# Anyone want to catch some Red Snapper this Sunday?



## whos your daddy (Jun 2, 2004)

We had a last minute re-schedule for this upcoming Sunday, June 2nd. This is the 2nd day of Red Snapper season. We will also target kingfish, Ling, Dolphin etc.

The cost depends on how many people and how far yall want to go. We offer 2 packages:

Package #1- Up to 30 miles offshore catching Red Snapper, Kingfish, Ling. For 4 people that is $1200 (Not including tips) including fuel, bait, tackle, cleaning of fish. Each additional person is $100 up to 6 people max.

Package #2- Up to 60 miles offshore catching Red Snapper, Kingfish, Ling, Grouper, Mahi Mahi, etc. For 4 people that is $1500 (Not including tips) with fuel, tackle, bait and cleaning of fish. Each additional person is $100 each up to 6 max.

Get some friends together and lets go wack em!

There are 3 folks that responded on this thread on TTMB also.

Seas are forecasted to be 2-3 ft

Visit www.matagordasportfishing.com


----------



## BEER4BAIT (Jun 24, 2005)

Guys I have fished one boat over from this skipper. He can put u on huge fish better be in shape cause he's one of the top captains on this board. I hope to take a deep trip with him soon


----------

GOALS:
a) Answer these questions about the fishing charter thread:
(i) What does Package #1 cost for 4 people?
(ii) What sea height is forecast?
(iii) How many people can go at most?
b) Summarize the fishing charter thread in two sentences.
c) Duplicate the passage of the fishing charter thread starting with "Package #1- Up" and going on through "up to 6 max.".

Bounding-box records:
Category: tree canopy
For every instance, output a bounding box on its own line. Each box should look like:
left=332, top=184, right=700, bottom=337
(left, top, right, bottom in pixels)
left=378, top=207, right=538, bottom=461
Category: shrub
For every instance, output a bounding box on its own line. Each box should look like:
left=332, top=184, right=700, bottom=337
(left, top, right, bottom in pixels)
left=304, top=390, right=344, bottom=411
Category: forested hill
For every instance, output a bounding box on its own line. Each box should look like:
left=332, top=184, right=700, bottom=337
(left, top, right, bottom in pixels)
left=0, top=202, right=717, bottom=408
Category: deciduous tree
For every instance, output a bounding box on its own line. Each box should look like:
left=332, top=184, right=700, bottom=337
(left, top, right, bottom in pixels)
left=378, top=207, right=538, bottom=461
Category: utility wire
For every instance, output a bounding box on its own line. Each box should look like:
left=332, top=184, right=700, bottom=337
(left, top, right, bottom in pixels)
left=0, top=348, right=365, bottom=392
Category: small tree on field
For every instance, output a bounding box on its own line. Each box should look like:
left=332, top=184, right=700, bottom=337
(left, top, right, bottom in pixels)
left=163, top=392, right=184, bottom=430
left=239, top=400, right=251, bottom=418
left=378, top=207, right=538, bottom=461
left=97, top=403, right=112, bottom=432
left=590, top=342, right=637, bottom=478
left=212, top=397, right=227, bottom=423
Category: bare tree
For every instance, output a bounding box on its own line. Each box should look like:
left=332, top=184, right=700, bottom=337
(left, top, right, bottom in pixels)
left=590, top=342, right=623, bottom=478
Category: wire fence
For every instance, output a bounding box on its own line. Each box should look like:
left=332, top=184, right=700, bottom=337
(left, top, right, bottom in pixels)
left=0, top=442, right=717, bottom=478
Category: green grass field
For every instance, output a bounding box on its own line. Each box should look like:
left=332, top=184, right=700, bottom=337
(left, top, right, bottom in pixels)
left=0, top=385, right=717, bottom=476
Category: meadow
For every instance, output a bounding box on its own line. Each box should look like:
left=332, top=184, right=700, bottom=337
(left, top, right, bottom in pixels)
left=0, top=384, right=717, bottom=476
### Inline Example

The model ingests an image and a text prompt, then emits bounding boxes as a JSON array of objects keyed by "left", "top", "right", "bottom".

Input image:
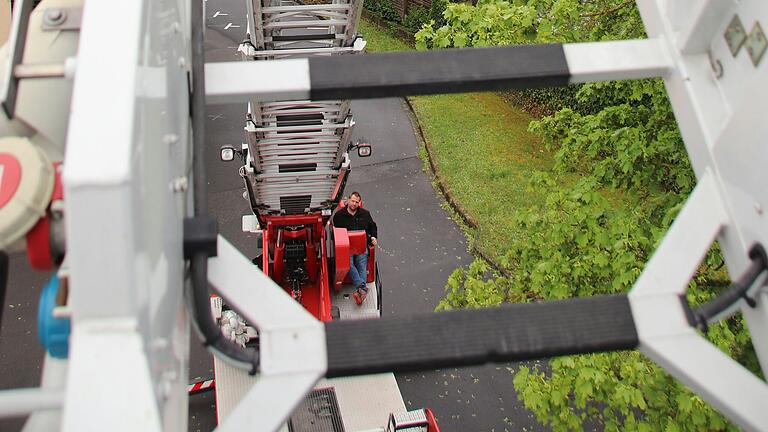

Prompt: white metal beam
[
  {"left": 563, "top": 39, "right": 673, "bottom": 83},
  {"left": 205, "top": 59, "right": 309, "bottom": 104}
]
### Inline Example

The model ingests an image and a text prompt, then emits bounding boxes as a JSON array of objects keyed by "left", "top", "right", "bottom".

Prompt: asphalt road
[{"left": 0, "top": 0, "right": 543, "bottom": 432}]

RESULTS IN ORDER:
a)
(i) $1200, not including tips.
(ii) 2-3 ft.
(iii) 6 people.

b) A Sunday trip on the second day of Red Snapper season is offered in two packages: for 4 people, $1200 for up to 30 miles offshore or $1500 for up to 60 miles, with each additional person $100 up to 6. A reply calls the skipper one of the top captains on the board who can put anglers on huge fish.

c)
Package #1- Up to 30 miles offshore catching Red Snapper, Kingfish, Ling. For 4 people that is $1200 (Not including tips) including fuel, bait, tackle, cleaning of fish. Each additional person is $100 up to 6 people max.

Package #2- Up to 60 miles offshore catching Red Snapper, Kingfish, Ling, Grouper, Mahi Mahi, etc. For 4 people that is $1500 (Not including tips) with fuel, tackle, bait and cleaning of fish. Each additional person is $100 each up to 6 max.